>> Begin Data entries
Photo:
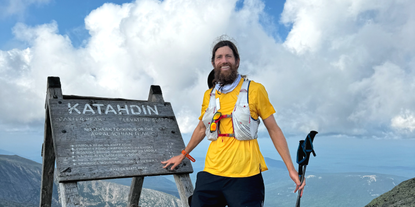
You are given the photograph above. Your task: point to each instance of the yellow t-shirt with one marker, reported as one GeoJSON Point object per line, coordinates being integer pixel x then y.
{"type": "Point", "coordinates": [228, 156]}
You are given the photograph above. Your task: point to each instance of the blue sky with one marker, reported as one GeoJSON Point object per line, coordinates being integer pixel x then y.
{"type": "Point", "coordinates": [343, 68]}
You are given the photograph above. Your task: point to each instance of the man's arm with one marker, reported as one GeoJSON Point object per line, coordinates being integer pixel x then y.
{"type": "Point", "coordinates": [280, 144]}
{"type": "Point", "coordinates": [197, 137]}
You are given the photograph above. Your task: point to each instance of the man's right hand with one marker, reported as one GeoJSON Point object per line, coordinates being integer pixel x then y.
{"type": "Point", "coordinates": [175, 161]}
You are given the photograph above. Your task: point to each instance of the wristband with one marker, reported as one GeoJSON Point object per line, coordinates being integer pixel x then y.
{"type": "Point", "coordinates": [188, 156]}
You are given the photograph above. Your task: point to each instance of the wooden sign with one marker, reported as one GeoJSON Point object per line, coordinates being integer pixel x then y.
{"type": "Point", "coordinates": [97, 139]}
{"type": "Point", "coordinates": [93, 138]}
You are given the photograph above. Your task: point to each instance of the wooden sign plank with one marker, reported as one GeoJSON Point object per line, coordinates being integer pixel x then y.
{"type": "Point", "coordinates": [99, 139]}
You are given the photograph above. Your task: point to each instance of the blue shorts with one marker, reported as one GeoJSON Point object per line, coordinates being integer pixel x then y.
{"type": "Point", "coordinates": [218, 191]}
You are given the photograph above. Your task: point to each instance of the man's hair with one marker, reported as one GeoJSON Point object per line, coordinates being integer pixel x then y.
{"type": "Point", "coordinates": [223, 43]}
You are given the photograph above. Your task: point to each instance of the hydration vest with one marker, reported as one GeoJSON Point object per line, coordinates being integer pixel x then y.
{"type": "Point", "coordinates": [244, 126]}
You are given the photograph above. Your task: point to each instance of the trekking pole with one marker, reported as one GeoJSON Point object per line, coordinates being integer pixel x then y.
{"type": "Point", "coordinates": [305, 147]}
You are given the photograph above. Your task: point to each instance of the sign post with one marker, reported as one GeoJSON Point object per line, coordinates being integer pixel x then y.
{"type": "Point", "coordinates": [95, 138]}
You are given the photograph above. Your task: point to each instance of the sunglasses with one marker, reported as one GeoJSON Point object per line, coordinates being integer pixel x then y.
{"type": "Point", "coordinates": [215, 120]}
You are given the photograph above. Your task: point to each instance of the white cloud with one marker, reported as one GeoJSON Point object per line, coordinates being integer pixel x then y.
{"type": "Point", "coordinates": [404, 121]}
{"type": "Point", "coordinates": [346, 67]}
{"type": "Point", "coordinates": [17, 7]}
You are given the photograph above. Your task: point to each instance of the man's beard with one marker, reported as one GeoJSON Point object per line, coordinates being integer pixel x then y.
{"type": "Point", "coordinates": [226, 77]}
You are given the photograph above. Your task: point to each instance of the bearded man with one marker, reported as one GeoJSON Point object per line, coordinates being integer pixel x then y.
{"type": "Point", "coordinates": [230, 119]}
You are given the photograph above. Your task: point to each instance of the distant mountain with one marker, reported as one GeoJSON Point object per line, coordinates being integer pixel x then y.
{"type": "Point", "coordinates": [20, 186]}
{"type": "Point", "coordinates": [159, 183]}
{"type": "Point", "coordinates": [328, 189]}
{"type": "Point", "coordinates": [20, 182]}
{"type": "Point", "coordinates": [403, 195]}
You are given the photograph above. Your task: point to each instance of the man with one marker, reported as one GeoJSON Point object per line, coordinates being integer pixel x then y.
{"type": "Point", "coordinates": [230, 119]}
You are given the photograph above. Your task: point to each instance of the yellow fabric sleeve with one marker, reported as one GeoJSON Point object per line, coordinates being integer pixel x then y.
{"type": "Point", "coordinates": [228, 156]}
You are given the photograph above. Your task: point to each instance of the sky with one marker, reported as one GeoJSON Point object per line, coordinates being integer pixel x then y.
{"type": "Point", "coordinates": [344, 67]}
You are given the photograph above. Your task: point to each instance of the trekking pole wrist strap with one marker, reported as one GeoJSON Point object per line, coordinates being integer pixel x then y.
>> End Data entries
## Problem details
Can you give back all of the lines above word for word, leaving out the pictures?

## Result for this exercise
Photo:
You are given the photograph above. Your task: point to each instance of the yellow t-shirt with one marker, reported as one GeoJSON Point object per line, coordinates being integer pixel x then y.
{"type": "Point", "coordinates": [228, 156]}
You are given the photograph above. Your task: point to each instance of the blue sky with one marker, reported as one GeoJSON Point object per line, coordinates being integer pixel x then y.
{"type": "Point", "coordinates": [343, 68]}
You are given the photograph above. Your task: point to each instance of the man's arm with one marker, reported as one GeoJSON Point object per line, coordinates being integer pixel x then y.
{"type": "Point", "coordinates": [280, 144]}
{"type": "Point", "coordinates": [197, 137]}
You are given the photograph above. Your task: point to each instance of the man's right hand with one marker, reported as one GeoJSON Point object per line, coordinates being integer pixel x then y.
{"type": "Point", "coordinates": [175, 161]}
You are given the photograph above. Your task: point to each instance of the wristband with one marker, reported as one GeoJSON Point object per line, coordinates being integer pixel x then y.
{"type": "Point", "coordinates": [188, 156]}
You are given the photograph above. Your task: point to each instance of the wooden sign with one marker, reported as one GeoJSON Point object per line, coordinates being integer pixel x then y.
{"type": "Point", "coordinates": [97, 139]}
{"type": "Point", "coordinates": [93, 138]}
You are given the photograph above. Your task: point to each instance of the wooden sign plank with one marker, reported as one GeoJSON Point object per line, coordinates being integer pixel x then y.
{"type": "Point", "coordinates": [99, 139]}
You are given the photograph above. Your task: point to each instance of the blue shorts with one marker, reported as one GeoJSON Point object per line, coordinates being integer pixel x then y.
{"type": "Point", "coordinates": [218, 191]}
You are given the photograph above. Your task: point to each instance of the man's hair with one marker, reported as one GeoJSON Point object per line, coordinates being integer pixel x then y.
{"type": "Point", "coordinates": [223, 43]}
You are given the photograph above. Your task: point to each instance of the hydration vest with one marker, reported as one GeoJSON Point object per line, coordinates being integer pixel x then y.
{"type": "Point", "coordinates": [244, 126]}
You are given the photograph above. Your task: point to each instance of the trekking pole with one marker, reported as one GeoJSON Point object per line, coordinates being integer pixel x then y.
{"type": "Point", "coordinates": [305, 147]}
You are given the photograph above. Your task: point to each instance of the sign post with one marker, reported as one GeoJSON Point object per line, coordinates being integer pixel x then y.
{"type": "Point", "coordinates": [95, 138]}
You are given the photograph above. Your task: point to each instance of the sunglasses with one marker, reported as one GeoJSON Point object per line, coordinates being integer pixel x then y.
{"type": "Point", "coordinates": [215, 120]}
You are given the photograph above. Your task: point to each instance of the white cloud with one marker, reported as one GeoJSON Point object per line, coordinates being integer pixel x then y.
{"type": "Point", "coordinates": [404, 121]}
{"type": "Point", "coordinates": [346, 67]}
{"type": "Point", "coordinates": [17, 7]}
You are given the photograph above. Your task: point to each instance of the man's beard with one marker, reported as one GeoJSON Point object per line, coordinates being integer pixel x then y.
{"type": "Point", "coordinates": [226, 77]}
You are given the photograph above. Your task: point to each instance of the bearded man with one marker, reported as one GeoJSON Point object per line, coordinates being integer pixel x then y.
{"type": "Point", "coordinates": [230, 119]}
You are given the photograph above. Your task: point to each instance of the distant mountain with one marker, reported as one GeoJSON Point object per line, coordinates being integer pixel x then y.
{"type": "Point", "coordinates": [20, 186]}
{"type": "Point", "coordinates": [159, 183]}
{"type": "Point", "coordinates": [328, 189]}
{"type": "Point", "coordinates": [20, 182]}
{"type": "Point", "coordinates": [403, 195]}
You are given the photograph above. Your task: point to each instance of the man with one marker, reported as one GeoJSON Point object per line, coordinates being integer pixel x then y.
{"type": "Point", "coordinates": [230, 119]}
You are given the photograph above. Your task: point to each instance of the yellow fabric sleeve with one marker, reported as one GeoJSON Point object per line, coordinates being integer pixel x then y.
{"type": "Point", "coordinates": [228, 156]}
You are given the photograph above. Your task: point to each instance of the sky with one marker, reported as one GeoJSON Point object per line, coordinates being integer pixel x then y.
{"type": "Point", "coordinates": [344, 67]}
You are given the photograph above. Your task: point to each instance of the trekking pole wrist strap with one marker, reported as one GeoJSON Point object per line, coordinates being integer pixel x then y.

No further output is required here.